__Source excerpt__.
::::::::::

Note that we set the `max_features` to 1000, which means we only use the top-1000 words in terms of TF. We also remove words that don't occur more than twice (`min_df=2`), and words that occur in more than 95% of the documents (`max_df=0.95`).

In [None]:
# We're only training for 1000 features (i.e., most-occurring words) Feel free to change this.
no_features = 1000

# Using TF vectorizer to get top terms
tf_vectorizer = CountVectorizer(max_df=0.95, min_df=2, max_features=no_features, stop_words='english')
tf = tf_vectorizer.fit_transform(trp_com['body_nouns'])
tf_feature_names = tf_vectorizer.get_feature_names()

Note that `tf_feature_names`, which we got through Scikit-LEARN's `.get_feature_names()` method, is just a list of the words in our 1000-word vocabulary.

In [None]:
len(tf_feature_names)

In [None]:
tf_feature_names[:10]

### Topic modeling using `LatentDirichletAllocation` 

Next, we run scikit-LEARN's `LatentDirichletAllocation` class. Note that we can choose how many topics we want to find – by far the most important parameter to set when creating a topic model. Let's start with 10.

Some other parameters to understand:
- `max_iter` determines the maximum number of iterations to be performed when fitting the model.
- Setting `random_state` to 0 controls the random number generator used by Scikit-LEARN. This results in reproducible topics.

For more info, see [here](https://scikit-learn.org/stable/modules/generated/sklearn.decomposition.LatentDirichletAllocation.html).


In [None]:
# We're only training for 10 topics in our topic model (feel free to change this)

::::::::::

__Excerpted records__.

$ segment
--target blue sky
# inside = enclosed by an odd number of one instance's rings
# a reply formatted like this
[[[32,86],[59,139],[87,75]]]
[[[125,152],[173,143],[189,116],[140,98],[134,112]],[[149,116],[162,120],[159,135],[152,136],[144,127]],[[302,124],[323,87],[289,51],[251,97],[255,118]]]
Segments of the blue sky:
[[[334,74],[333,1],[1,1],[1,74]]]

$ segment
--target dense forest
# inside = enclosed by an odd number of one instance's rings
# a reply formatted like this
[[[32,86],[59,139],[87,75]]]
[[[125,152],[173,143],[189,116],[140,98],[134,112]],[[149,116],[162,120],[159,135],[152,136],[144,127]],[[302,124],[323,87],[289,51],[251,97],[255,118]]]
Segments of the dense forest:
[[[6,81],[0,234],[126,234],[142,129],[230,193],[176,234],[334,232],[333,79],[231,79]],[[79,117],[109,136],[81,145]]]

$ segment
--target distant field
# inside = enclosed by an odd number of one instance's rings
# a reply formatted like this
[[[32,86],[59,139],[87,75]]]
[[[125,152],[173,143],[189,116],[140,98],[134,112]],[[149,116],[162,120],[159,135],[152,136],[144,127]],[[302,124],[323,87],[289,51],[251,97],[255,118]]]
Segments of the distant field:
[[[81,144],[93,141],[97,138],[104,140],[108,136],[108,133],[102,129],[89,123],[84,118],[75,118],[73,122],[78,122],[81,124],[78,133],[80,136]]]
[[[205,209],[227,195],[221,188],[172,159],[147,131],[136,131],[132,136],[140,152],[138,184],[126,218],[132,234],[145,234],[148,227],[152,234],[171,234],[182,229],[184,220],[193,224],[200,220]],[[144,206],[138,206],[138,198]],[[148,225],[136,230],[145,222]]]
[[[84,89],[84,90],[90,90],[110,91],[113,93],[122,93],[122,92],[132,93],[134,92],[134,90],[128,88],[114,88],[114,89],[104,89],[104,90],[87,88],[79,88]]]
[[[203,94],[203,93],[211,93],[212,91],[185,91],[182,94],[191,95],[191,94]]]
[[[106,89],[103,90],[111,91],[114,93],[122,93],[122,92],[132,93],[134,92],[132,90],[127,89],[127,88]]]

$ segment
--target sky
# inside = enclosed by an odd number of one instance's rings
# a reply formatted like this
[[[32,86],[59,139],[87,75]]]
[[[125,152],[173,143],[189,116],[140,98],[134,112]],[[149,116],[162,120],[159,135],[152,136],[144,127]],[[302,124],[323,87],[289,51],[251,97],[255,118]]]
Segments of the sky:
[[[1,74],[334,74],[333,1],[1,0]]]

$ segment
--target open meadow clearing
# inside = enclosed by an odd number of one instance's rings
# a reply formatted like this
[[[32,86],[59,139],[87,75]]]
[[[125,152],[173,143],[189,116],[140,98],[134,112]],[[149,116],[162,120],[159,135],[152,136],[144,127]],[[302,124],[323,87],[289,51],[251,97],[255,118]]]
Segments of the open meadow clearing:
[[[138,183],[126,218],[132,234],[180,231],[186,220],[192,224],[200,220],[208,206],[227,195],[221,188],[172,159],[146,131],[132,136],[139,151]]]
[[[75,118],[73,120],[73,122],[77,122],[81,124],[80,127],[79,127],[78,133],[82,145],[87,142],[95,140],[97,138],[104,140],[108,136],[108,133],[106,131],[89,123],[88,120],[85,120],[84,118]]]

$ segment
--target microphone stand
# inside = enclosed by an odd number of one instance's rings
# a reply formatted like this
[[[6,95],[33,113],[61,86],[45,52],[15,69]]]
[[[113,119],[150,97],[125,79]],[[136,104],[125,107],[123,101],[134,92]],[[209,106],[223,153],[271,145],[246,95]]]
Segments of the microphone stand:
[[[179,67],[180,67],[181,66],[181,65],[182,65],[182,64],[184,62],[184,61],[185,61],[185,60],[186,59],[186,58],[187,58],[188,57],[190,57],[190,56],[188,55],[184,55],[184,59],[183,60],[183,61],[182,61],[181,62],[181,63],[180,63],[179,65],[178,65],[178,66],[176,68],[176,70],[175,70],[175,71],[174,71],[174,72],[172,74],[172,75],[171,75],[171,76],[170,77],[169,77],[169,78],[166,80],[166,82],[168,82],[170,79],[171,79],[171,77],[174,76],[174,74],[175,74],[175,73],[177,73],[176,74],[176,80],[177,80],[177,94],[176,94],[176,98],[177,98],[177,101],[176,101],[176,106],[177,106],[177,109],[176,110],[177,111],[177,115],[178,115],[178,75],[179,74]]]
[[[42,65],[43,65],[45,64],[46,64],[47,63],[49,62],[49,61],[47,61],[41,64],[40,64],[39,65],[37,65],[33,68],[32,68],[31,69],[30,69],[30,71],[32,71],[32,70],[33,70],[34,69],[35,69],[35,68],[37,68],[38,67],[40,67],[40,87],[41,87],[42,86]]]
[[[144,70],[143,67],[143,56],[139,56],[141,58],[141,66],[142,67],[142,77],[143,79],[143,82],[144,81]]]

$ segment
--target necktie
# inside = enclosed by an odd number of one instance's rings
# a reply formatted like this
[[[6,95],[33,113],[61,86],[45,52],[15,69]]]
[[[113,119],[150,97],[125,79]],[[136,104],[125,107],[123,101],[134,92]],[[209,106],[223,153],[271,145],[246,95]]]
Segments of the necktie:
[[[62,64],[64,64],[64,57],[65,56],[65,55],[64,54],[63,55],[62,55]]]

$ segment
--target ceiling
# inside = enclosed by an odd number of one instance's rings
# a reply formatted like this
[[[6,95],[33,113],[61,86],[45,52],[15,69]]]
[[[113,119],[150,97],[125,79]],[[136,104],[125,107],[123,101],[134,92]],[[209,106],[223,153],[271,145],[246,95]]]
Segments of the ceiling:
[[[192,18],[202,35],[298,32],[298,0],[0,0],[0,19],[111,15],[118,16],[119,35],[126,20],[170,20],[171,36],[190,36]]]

::::::::::

__Goals__.
1/ Pick out every line of the records that contains the word "dense" and copy each one in full.
2/ Extend the topic modeling notebook excerpt, picking up right after its last line.

__Responses to the tasks__.
1/
--target dense forest
Segments of the dense forest:

2/
no_topics = 10

# Run LDA
lda_model = LatentDirichletAllocation(n_components=no_topics, max_iter=5, learning_method='online', learning_offset=50.,random_state=0).fit(tf)
lda_W = lda_model.transform(tf)
lda_H = lda_model.components_

In [None]:
len(lda_W)

Okay, what variables have we created here? 
- `lda_model` sets up our model and its parameters, after which we apply `.fit(tf)` to *fit* it to our TF matrix; 
- `LDA_W` is a topics-to-documents matrix (the probability distribution of the topics present in each document, or in our case, comment) - so a list of 10000 elements (the amount of comments we have here).
- `LDA_H` is a words-to-topics matrix (the probability distribution of the words belonging to each topic) - so a list of 10 elements (the amount of topics we decided to infer).

We can use these two matrices to print out the most significant words for each topic in the next step.

### Displaying the topics

So we have a topic model. But how to display it?
We'll write a `display_topics()` function, which takes both the words-to-topics matrix (`H`) and the `feature_names` as parameters.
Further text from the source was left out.